[ENTRIES PROVIDED]

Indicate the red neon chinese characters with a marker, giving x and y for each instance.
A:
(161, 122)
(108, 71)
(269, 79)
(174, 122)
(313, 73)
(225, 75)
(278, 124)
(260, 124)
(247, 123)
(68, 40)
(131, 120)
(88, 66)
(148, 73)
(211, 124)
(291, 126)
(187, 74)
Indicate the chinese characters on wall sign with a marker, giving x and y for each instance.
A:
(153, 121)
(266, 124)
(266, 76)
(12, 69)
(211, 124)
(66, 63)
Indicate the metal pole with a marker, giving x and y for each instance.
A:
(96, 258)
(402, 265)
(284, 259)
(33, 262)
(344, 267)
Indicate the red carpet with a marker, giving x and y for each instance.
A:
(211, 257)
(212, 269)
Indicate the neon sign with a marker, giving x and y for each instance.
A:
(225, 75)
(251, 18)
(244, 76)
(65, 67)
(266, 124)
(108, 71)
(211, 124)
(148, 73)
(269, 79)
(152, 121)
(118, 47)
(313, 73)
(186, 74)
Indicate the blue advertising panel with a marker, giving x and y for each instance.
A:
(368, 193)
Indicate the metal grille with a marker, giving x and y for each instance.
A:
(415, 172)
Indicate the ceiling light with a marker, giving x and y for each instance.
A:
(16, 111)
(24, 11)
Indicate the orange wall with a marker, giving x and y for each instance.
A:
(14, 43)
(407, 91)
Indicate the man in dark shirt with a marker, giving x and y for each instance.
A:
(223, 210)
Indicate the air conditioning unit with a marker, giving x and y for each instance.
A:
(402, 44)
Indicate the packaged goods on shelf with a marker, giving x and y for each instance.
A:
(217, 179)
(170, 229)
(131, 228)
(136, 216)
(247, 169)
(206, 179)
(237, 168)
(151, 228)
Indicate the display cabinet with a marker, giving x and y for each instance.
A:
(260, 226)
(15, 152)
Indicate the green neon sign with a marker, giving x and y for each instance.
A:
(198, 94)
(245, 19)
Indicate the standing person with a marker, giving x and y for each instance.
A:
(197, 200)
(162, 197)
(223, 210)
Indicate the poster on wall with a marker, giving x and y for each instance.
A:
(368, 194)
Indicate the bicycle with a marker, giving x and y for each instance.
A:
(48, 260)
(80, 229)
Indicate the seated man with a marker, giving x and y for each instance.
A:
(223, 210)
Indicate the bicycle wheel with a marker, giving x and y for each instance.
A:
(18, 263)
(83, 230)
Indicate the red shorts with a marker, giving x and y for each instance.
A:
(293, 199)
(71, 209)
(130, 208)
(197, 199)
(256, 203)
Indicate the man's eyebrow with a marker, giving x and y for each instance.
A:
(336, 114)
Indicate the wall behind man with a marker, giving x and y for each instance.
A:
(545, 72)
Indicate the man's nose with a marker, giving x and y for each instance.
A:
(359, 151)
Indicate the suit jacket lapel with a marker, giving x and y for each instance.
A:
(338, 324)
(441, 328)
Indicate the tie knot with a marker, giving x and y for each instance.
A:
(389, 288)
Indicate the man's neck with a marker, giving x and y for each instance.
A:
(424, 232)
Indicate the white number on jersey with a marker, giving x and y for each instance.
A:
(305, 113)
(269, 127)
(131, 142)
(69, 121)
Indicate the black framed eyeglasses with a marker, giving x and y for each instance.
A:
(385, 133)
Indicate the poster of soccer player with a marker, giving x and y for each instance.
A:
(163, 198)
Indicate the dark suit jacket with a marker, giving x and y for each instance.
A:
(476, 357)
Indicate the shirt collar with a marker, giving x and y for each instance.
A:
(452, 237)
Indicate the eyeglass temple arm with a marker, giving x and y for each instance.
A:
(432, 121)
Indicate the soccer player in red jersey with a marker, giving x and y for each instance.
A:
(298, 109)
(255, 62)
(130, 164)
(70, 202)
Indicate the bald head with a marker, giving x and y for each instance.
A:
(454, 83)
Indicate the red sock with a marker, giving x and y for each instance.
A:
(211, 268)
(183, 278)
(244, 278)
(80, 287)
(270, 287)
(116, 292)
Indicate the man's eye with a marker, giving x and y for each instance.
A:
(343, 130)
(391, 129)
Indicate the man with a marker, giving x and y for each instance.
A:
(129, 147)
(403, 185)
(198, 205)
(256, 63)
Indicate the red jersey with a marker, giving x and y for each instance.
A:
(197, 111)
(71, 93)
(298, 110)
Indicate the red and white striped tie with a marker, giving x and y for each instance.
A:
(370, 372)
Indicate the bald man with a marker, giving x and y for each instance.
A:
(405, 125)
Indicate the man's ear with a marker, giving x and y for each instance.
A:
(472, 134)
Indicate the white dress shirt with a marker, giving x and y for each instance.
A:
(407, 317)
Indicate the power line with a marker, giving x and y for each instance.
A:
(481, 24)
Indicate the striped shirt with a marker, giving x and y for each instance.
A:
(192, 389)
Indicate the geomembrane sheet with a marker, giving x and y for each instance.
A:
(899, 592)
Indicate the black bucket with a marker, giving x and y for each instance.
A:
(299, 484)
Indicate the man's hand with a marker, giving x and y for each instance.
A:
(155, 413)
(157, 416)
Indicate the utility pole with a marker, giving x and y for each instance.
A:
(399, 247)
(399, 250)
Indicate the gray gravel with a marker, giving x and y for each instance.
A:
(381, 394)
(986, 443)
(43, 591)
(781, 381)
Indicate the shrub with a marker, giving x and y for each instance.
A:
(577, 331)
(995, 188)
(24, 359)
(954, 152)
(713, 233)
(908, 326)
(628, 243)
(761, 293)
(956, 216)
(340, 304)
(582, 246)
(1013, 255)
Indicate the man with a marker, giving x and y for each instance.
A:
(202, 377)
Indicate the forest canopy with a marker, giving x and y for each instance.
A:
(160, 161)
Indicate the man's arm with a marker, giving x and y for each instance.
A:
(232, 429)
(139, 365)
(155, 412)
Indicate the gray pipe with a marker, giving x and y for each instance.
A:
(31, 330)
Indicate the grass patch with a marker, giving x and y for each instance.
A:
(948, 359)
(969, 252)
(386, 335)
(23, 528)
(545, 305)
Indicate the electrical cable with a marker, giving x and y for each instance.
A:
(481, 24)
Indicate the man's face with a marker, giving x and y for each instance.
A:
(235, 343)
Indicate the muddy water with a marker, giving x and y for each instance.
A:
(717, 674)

[YOUR OBJECTIVE] Go through the records above and copy every line with the word "wall".

[EXERCISE RESPONSE]
Indicate the chinese characters on wall sign with a marker, giving x and y for each instance.
Indicate the orange wall with a marker, giving x and y for each instance.
Indicate the poster on wall with a marker, giving x and y for each instance.
Indicate the wall behind man with a marker, giving x and y for each instance.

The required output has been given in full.